--- START EXCERPTED TEXT ---
Use a cotton swab in there and you’ll just be cramming more earwax into the deeper recesses of your hear-holes. That can mess with your hearing and give you a wicked headache. And what if the thing breaks? Look, just keep your ears clean and don’t worry about poking and prodding at them. And tweak down the volume on your headphones – you’ve got to take care of the entire ear, not just the goopy part.

Unique Names Day

If you want to give your kid a unique name, that’s up to you. But keep in mind, you will be subjecting your child to having to spell their name to everyone, and while the mixups at Starbucks (or whatever coffee shop will rule the future) will be hilarious, it’s still an extra chore that will grow old for them early in life.

Either that or you can just point your bat to right field and take a swing with all you’ve got. Name your kid Adolf – that may not be unique but he won’t have a lot of company at this time in history. Some of the strangest names of 2019? How about Kingmessiah – that’s not setting your kid up for a superiority complex. One family named their kid Manson, possibly because Adolf didn’t cross their minds.
--- END EXCERPTED TEXT ---
--- START DATA SHOWN ---
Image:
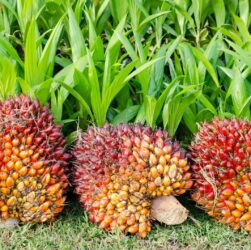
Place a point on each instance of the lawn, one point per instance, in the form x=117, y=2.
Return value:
x=73, y=231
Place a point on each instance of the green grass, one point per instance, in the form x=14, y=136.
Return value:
x=73, y=231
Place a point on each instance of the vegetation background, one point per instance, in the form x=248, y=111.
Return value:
x=167, y=63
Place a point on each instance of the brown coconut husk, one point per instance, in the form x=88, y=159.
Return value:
x=168, y=210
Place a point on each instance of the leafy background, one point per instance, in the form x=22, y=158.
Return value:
x=165, y=63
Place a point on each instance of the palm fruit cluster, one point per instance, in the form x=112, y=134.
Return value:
x=222, y=171
x=32, y=162
x=120, y=169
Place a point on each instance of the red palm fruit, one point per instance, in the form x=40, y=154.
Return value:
x=119, y=169
x=222, y=174
x=30, y=145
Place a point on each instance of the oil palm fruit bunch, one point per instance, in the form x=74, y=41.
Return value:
x=222, y=171
x=32, y=162
x=120, y=169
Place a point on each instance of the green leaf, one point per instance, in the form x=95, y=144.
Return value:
x=219, y=11
x=30, y=66
x=78, y=97
x=76, y=37
x=7, y=78
x=126, y=115
x=207, y=64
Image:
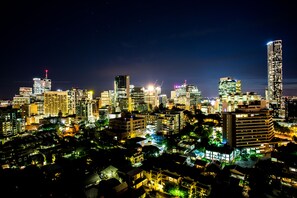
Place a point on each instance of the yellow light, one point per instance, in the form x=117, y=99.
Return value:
x=151, y=87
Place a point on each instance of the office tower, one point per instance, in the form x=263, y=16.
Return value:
x=231, y=102
x=187, y=95
x=25, y=91
x=151, y=96
x=122, y=92
x=275, y=76
x=229, y=86
x=106, y=98
x=137, y=98
x=248, y=126
x=11, y=121
x=42, y=85
x=55, y=102
x=84, y=104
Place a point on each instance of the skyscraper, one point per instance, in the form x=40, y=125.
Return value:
x=55, y=102
x=42, y=85
x=122, y=92
x=229, y=86
x=275, y=76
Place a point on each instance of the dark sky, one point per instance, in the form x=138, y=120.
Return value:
x=86, y=44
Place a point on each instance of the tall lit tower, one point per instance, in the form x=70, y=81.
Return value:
x=122, y=92
x=42, y=85
x=275, y=76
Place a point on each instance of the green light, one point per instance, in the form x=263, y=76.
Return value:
x=177, y=192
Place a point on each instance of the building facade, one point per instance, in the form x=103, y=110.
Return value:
x=122, y=92
x=275, y=76
x=248, y=126
x=55, y=102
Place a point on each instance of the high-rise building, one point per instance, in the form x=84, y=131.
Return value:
x=229, y=86
x=275, y=76
x=151, y=96
x=106, y=98
x=137, y=98
x=42, y=85
x=11, y=121
x=25, y=91
x=187, y=95
x=248, y=126
x=55, y=102
x=122, y=92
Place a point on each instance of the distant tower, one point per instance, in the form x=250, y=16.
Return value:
x=275, y=76
x=229, y=86
x=42, y=85
x=122, y=92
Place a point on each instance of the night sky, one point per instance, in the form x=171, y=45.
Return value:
x=86, y=44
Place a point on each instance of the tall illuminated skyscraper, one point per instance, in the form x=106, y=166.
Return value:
x=122, y=92
x=229, y=86
x=275, y=76
x=55, y=102
x=42, y=85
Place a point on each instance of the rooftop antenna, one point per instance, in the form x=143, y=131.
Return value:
x=46, y=73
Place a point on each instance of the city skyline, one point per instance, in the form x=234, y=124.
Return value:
x=87, y=44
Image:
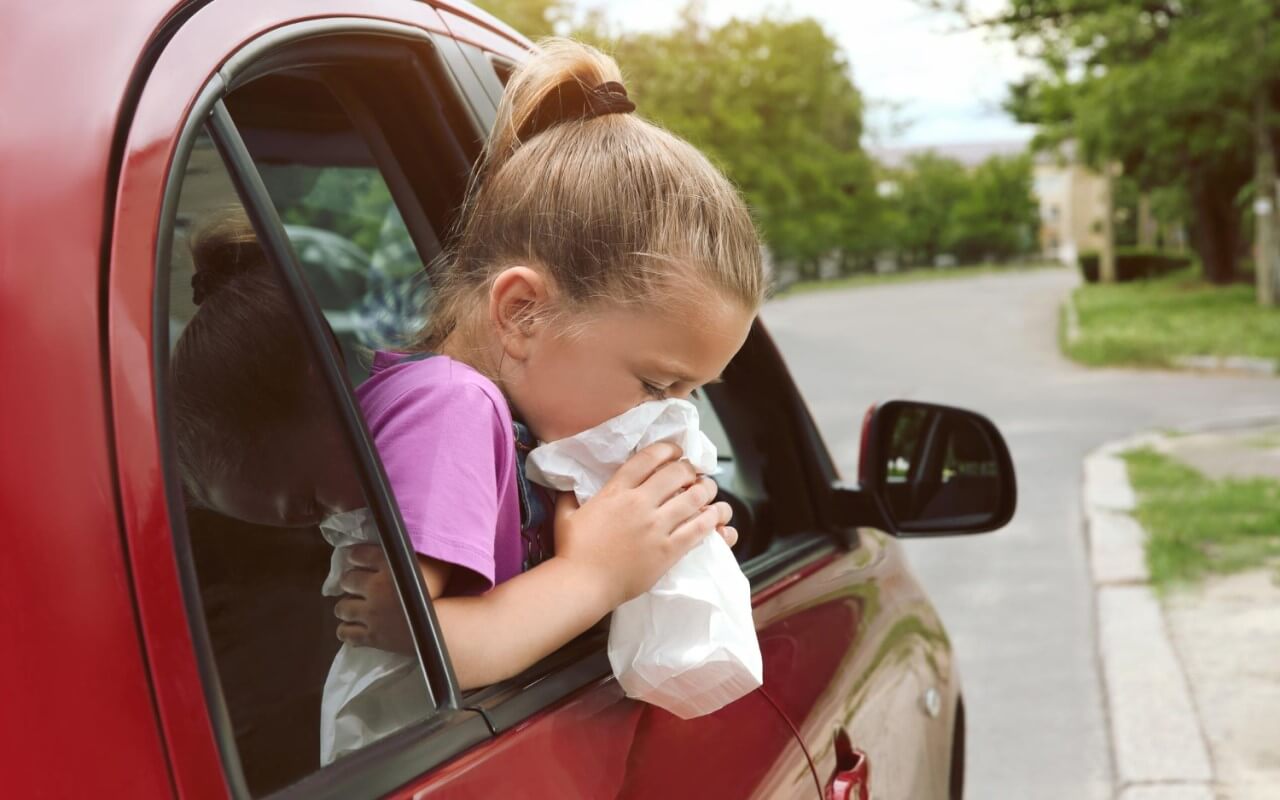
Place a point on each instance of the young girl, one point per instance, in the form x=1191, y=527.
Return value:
x=599, y=263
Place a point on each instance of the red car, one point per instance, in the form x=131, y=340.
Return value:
x=161, y=649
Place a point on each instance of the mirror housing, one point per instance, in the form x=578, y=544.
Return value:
x=928, y=470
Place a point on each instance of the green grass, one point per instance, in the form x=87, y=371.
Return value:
x=909, y=275
x=1152, y=323
x=1198, y=526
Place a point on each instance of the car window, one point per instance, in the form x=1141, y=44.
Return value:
x=327, y=155
x=269, y=487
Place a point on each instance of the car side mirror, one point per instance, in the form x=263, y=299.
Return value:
x=931, y=470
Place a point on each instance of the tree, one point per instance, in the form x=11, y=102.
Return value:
x=928, y=188
x=772, y=101
x=996, y=216
x=1164, y=87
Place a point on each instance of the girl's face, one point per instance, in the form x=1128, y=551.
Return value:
x=570, y=375
x=302, y=476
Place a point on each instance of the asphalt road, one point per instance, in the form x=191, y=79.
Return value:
x=1018, y=603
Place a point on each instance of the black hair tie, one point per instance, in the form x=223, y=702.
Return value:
x=571, y=100
x=209, y=279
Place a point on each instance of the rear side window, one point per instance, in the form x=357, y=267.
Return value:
x=265, y=466
x=362, y=190
x=305, y=220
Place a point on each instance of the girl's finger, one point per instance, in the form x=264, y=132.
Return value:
x=668, y=480
x=693, y=531
x=356, y=583
x=566, y=503
x=639, y=467
x=688, y=503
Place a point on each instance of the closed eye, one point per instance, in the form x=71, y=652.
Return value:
x=654, y=391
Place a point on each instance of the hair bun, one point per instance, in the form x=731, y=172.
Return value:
x=570, y=100
x=222, y=250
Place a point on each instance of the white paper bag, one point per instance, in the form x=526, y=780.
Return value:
x=369, y=693
x=688, y=644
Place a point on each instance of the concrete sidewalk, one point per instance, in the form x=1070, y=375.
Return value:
x=1192, y=684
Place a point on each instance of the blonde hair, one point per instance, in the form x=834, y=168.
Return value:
x=612, y=209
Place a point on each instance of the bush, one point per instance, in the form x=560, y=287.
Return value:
x=1133, y=264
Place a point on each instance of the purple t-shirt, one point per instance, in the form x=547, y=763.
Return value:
x=444, y=434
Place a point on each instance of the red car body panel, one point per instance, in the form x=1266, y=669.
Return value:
x=110, y=699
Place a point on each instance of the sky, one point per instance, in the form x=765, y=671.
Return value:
x=913, y=65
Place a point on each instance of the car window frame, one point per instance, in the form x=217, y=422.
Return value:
x=451, y=728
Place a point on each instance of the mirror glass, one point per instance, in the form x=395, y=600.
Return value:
x=938, y=469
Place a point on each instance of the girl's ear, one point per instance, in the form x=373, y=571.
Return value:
x=519, y=298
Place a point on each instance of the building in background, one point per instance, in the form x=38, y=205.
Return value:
x=1072, y=197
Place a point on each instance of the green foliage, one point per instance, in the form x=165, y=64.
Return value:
x=348, y=201
x=1198, y=526
x=1151, y=323
x=984, y=214
x=929, y=190
x=996, y=216
x=772, y=103
x=1133, y=264
x=1165, y=88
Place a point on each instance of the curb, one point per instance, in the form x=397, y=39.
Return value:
x=1229, y=364
x=1159, y=749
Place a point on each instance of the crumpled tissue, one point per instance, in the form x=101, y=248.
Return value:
x=688, y=644
x=369, y=693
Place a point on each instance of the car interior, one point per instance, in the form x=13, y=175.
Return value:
x=368, y=186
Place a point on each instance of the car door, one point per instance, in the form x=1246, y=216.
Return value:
x=855, y=657
x=240, y=634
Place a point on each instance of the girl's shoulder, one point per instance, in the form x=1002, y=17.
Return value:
x=437, y=385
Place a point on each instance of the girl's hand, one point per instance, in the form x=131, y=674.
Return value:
x=652, y=512
x=370, y=613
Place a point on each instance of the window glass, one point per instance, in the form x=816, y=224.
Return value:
x=350, y=236
x=273, y=501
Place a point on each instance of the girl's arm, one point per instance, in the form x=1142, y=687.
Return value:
x=613, y=548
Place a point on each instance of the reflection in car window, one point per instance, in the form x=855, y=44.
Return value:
x=347, y=231
x=269, y=487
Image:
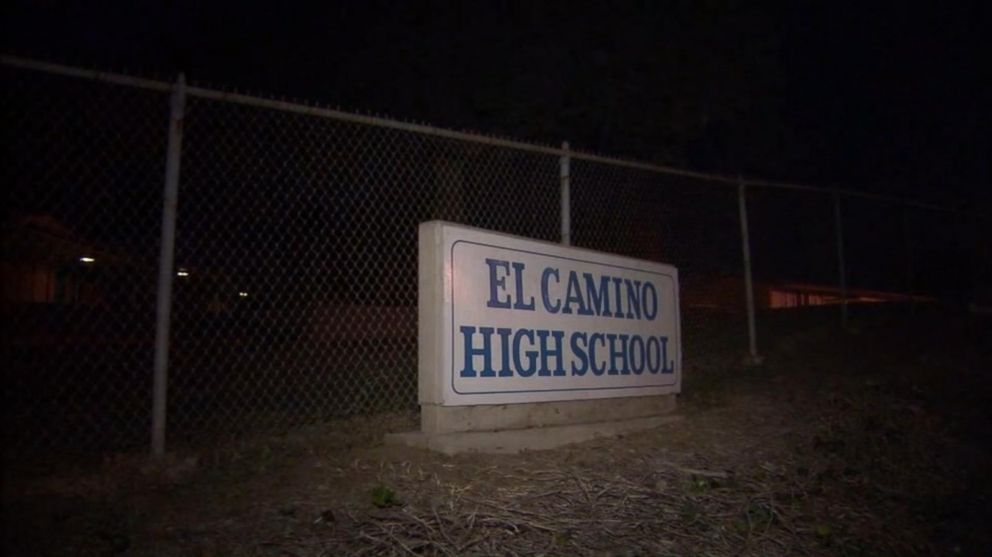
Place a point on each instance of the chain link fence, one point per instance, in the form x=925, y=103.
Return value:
x=295, y=283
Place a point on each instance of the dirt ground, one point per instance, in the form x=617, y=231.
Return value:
x=874, y=441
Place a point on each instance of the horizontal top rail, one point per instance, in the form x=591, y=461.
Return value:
x=424, y=129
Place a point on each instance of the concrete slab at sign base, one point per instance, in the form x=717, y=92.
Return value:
x=531, y=439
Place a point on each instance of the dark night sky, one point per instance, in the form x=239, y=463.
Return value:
x=885, y=98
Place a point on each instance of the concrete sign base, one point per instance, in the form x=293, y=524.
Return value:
x=530, y=345
x=513, y=441
x=511, y=428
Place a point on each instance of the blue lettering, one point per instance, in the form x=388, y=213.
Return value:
x=637, y=354
x=531, y=354
x=592, y=353
x=617, y=282
x=504, y=345
x=580, y=353
x=653, y=350
x=497, y=281
x=633, y=299
x=650, y=309
x=559, y=336
x=621, y=353
x=574, y=295
x=471, y=352
x=519, y=270
x=599, y=301
x=545, y=295
x=669, y=364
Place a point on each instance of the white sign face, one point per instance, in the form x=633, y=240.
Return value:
x=515, y=320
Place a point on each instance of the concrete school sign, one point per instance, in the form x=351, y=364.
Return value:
x=516, y=334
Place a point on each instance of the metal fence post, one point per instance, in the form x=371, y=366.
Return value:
x=566, y=196
x=752, y=333
x=842, y=272
x=164, y=299
x=908, y=238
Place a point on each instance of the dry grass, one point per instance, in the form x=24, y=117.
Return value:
x=865, y=444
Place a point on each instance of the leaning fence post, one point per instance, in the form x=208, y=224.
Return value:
x=908, y=238
x=752, y=334
x=566, y=195
x=839, y=230
x=177, y=108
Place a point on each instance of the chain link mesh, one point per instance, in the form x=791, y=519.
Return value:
x=296, y=256
x=83, y=164
x=692, y=224
x=298, y=238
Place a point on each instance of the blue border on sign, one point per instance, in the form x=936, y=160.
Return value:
x=678, y=340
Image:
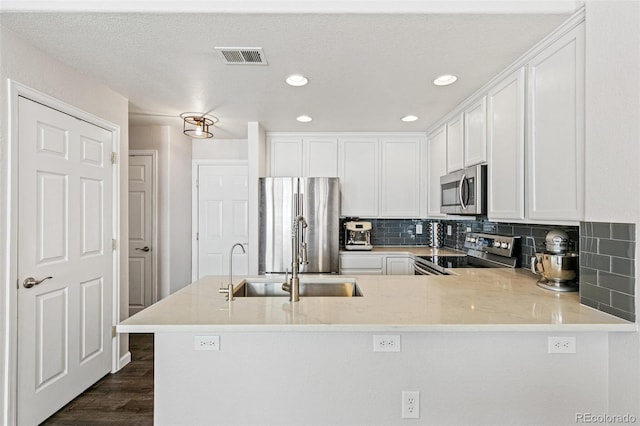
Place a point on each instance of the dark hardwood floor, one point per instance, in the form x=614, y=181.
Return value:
x=124, y=398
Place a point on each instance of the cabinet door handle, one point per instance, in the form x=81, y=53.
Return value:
x=30, y=281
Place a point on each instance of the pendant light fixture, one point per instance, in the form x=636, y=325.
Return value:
x=196, y=124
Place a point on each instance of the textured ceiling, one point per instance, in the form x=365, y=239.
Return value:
x=365, y=70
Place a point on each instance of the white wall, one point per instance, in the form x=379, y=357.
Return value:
x=31, y=67
x=174, y=201
x=612, y=136
x=612, y=112
x=220, y=149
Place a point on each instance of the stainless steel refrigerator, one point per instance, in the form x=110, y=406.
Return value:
x=284, y=198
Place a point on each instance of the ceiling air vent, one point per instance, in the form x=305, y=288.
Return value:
x=242, y=55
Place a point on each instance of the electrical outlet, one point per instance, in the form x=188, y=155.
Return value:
x=561, y=345
x=410, y=404
x=206, y=343
x=386, y=343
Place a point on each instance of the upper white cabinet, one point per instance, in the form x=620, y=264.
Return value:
x=320, y=156
x=505, y=122
x=285, y=156
x=436, y=167
x=400, y=177
x=555, y=130
x=455, y=143
x=359, y=176
x=475, y=133
x=303, y=156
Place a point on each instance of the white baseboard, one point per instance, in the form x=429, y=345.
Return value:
x=124, y=360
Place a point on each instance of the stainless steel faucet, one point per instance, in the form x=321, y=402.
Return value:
x=298, y=256
x=229, y=289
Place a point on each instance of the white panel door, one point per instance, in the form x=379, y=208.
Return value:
x=64, y=237
x=506, y=148
x=400, y=177
x=555, y=130
x=222, y=218
x=141, y=226
x=437, y=161
x=359, y=177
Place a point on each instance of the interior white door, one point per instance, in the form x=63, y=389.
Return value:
x=141, y=225
x=222, y=218
x=64, y=244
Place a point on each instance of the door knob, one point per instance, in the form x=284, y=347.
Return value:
x=30, y=281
--- END DATA SHOWN ---
WHAT TO DO:
1. Reproduce everything in the piece on ear care and Unique Names Day from "Use a cotton" down to "early in life.".
2. Go on with the piece on ear care and Unique Names Day, picking up right after its last sentence.

ANSWERS FOR THE EXERCISE:
1.
Use a cotton swab in there and you’ll just be cramming more earwax into the deeper recesses of your hear-holes. That can mess with your hearing and give you a wicked headache. And what if the thing breaks? Look, just keep your ears clean and don’t worry about poking and prodding at them. And tweak down the volume on your headphones – you’ve got to take care of the entire ear, not just the goopy part.

Unique Names Day

If you want to give your kid a unique name, that’s up to you. But keep in mind, you will be subjecting your child to having to spell their name to everyone, and while the mixups at Starbucks (or whatever coffee shop will rule the future) will be hilarious, it’s still an extra chore that will grow old for them early in life.

2.
Some people go for the weird spellings of names. Xxayvier made the list last year. While Khaleesi has been quite popular for the last few years (likely up until the penultimate episode of Game of Thrones), how about Chardonnay? Sure, she’ll likely be a drunk (and possibly a stripper!), but it’ll be a good story. Five girls last year were named Awesome.

Now I’m wishing I’d thought of that in 1997 when my kid was born. Chardonnay Awesome Schwartz. Sounds nice.

Today we’ve got a bit of an easier schedule:

  • National Pound Cake Day. We may not have pound cake on hand, but we have cake and I can shmush it really good.
  • Marching Music Day. Wow, after National Anthem Day I’m wondering if this is Shitty Music Week.
  • National Grammar Day. <looking two lines up> “WELL”. I can shmush it really well. Sorry.
  • Discover What Your Name Means Day. Sounds like fun.